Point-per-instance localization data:
★ ★ ★ ★
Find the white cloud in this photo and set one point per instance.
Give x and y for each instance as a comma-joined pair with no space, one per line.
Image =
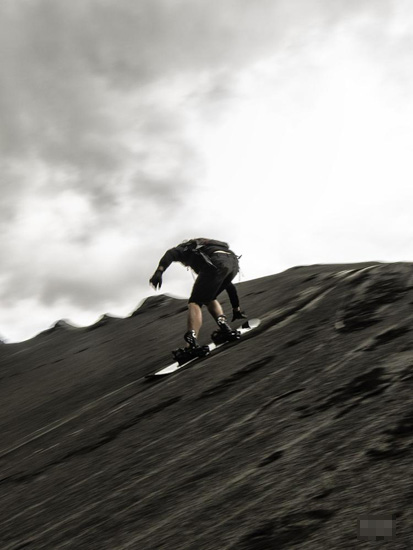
282,126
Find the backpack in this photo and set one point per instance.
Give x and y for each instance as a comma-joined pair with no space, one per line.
199,247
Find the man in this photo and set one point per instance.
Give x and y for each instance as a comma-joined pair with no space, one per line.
216,266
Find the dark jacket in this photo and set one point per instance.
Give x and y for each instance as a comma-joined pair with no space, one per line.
196,253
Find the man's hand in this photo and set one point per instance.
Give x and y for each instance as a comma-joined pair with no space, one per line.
156,279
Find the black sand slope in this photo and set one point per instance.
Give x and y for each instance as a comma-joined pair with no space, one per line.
281,441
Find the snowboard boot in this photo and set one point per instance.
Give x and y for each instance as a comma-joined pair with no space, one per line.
238,314
224,332
183,355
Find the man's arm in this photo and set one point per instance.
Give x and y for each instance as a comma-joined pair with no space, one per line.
171,255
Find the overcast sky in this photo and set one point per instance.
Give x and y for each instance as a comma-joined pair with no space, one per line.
282,126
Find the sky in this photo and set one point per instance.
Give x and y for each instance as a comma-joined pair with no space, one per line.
283,127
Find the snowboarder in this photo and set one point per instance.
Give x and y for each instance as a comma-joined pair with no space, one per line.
216,266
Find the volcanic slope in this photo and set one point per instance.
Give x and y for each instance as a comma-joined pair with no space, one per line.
281,441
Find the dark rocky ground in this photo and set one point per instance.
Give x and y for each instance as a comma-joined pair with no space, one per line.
281,441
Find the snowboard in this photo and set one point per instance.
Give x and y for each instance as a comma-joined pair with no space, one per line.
245,328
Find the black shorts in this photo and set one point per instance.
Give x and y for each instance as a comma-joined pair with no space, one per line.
212,280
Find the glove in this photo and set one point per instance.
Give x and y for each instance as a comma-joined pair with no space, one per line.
156,279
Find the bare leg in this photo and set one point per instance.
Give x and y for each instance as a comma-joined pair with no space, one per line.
215,309
194,317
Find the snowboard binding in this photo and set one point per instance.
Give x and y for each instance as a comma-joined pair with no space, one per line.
183,355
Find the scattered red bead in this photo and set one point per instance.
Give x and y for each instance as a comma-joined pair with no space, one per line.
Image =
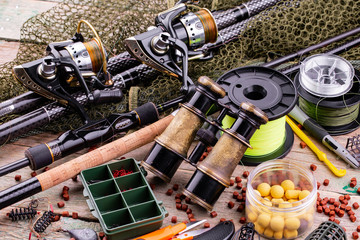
213,214
169,192
326,182
238,179
313,167
75,215
61,204
303,145
17,178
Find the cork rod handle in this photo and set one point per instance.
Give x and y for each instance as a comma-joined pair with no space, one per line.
103,154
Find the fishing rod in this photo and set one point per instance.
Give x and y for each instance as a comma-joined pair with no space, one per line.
30,99
46,114
71,168
51,112
124,61
142,72
201,145
89,135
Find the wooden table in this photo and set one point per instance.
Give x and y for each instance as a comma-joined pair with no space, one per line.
20,230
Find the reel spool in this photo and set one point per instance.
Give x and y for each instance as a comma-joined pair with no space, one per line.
274,94
332,98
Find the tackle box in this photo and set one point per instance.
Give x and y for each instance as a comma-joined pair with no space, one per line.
125,205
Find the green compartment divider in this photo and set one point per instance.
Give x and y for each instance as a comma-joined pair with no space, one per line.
110,203
104,188
145,211
118,218
96,174
131,181
127,164
137,196
125,206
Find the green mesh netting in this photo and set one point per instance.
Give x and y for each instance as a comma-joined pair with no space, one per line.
282,30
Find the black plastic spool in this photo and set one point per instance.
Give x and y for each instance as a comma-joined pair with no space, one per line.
270,90
350,98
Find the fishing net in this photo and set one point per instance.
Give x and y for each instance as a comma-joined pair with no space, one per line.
285,28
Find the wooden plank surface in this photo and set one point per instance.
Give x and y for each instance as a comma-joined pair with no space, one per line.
19,230
13,151
13,13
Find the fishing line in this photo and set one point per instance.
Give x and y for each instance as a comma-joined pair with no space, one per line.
272,140
329,90
272,92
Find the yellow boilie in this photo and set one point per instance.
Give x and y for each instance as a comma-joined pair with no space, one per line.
277,191
264,189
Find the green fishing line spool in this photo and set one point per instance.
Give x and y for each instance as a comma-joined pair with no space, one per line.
272,92
329,90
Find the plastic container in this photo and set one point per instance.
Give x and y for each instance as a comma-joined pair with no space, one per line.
125,206
281,220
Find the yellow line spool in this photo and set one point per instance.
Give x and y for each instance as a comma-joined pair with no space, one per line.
273,140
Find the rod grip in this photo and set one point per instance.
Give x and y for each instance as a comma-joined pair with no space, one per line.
103,154
19,192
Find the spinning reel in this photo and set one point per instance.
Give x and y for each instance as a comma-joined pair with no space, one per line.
174,39
68,64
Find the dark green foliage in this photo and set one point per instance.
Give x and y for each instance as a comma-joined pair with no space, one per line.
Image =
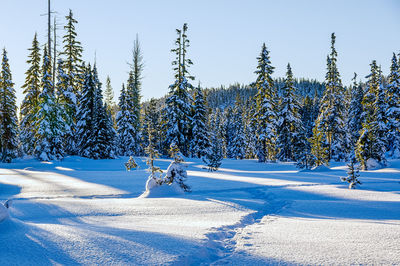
352,174
8,113
30,104
178,103
200,141
331,119
73,81
49,122
265,112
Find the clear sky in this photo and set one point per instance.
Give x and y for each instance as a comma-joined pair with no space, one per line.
226,36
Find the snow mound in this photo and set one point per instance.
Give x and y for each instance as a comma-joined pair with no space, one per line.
163,191
321,168
373,164
4,212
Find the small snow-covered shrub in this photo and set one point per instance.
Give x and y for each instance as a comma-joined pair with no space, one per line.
176,171
373,164
352,174
130,164
306,160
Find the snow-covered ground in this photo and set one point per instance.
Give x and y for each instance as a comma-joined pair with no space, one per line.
82,211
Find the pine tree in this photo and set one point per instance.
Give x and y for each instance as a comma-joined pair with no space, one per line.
103,130
123,126
214,155
30,104
86,112
178,103
370,145
319,148
265,108
238,140
331,119
109,101
290,141
250,131
352,174
355,111
8,113
74,80
155,178
50,125
133,116
227,131
393,109
109,94
176,171
200,142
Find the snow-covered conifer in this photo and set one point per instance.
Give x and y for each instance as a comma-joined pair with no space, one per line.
250,131
370,145
331,119
50,124
355,111
8,113
132,116
214,155
200,141
74,71
353,173
266,108
30,104
290,141
176,171
238,138
123,125
393,109
178,102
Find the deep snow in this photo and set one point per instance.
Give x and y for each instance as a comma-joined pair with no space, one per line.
82,211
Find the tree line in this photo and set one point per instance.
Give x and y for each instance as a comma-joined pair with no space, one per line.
286,119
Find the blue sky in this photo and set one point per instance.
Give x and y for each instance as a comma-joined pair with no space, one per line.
226,36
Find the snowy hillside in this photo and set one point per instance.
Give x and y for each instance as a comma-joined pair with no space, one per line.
89,212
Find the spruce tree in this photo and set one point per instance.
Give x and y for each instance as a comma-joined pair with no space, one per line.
176,171
72,54
265,112
331,119
355,111
238,138
109,100
152,120
133,116
290,141
228,131
86,113
200,142
369,144
352,174
178,102
214,155
8,113
95,129
30,104
152,153
103,130
50,125
319,148
125,137
393,109
250,131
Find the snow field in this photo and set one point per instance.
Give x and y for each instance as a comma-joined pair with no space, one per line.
82,211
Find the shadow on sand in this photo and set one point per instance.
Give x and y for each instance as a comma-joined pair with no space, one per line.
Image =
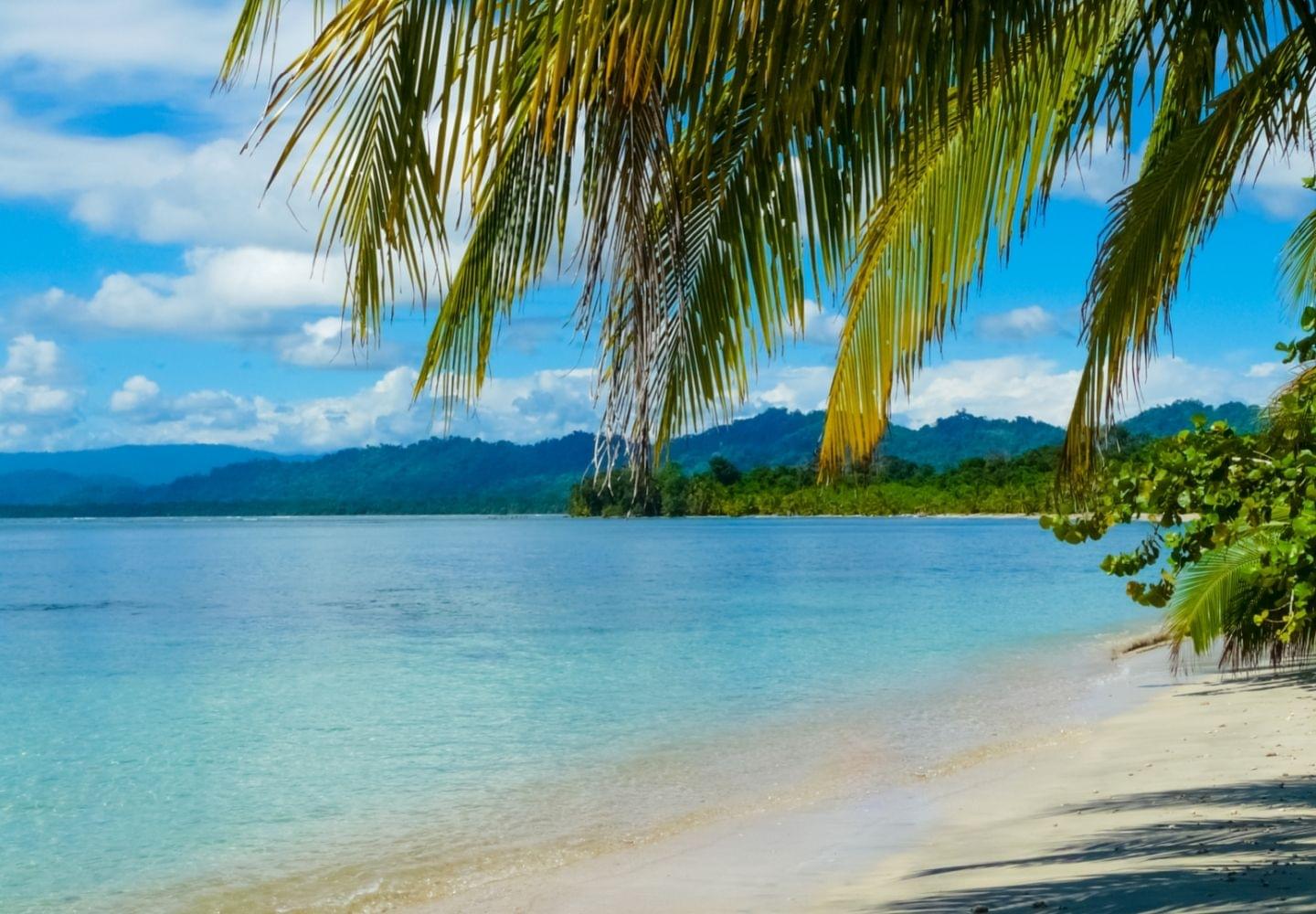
1236,847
★ ★ ★ ★
[The task]
Above are the records; report each line in them that includes the word "yellow".

[Task solution]
Find the yellow boilie in this photo and set one point per instance.
Find the yellow line spool in this photo and set one point per instance.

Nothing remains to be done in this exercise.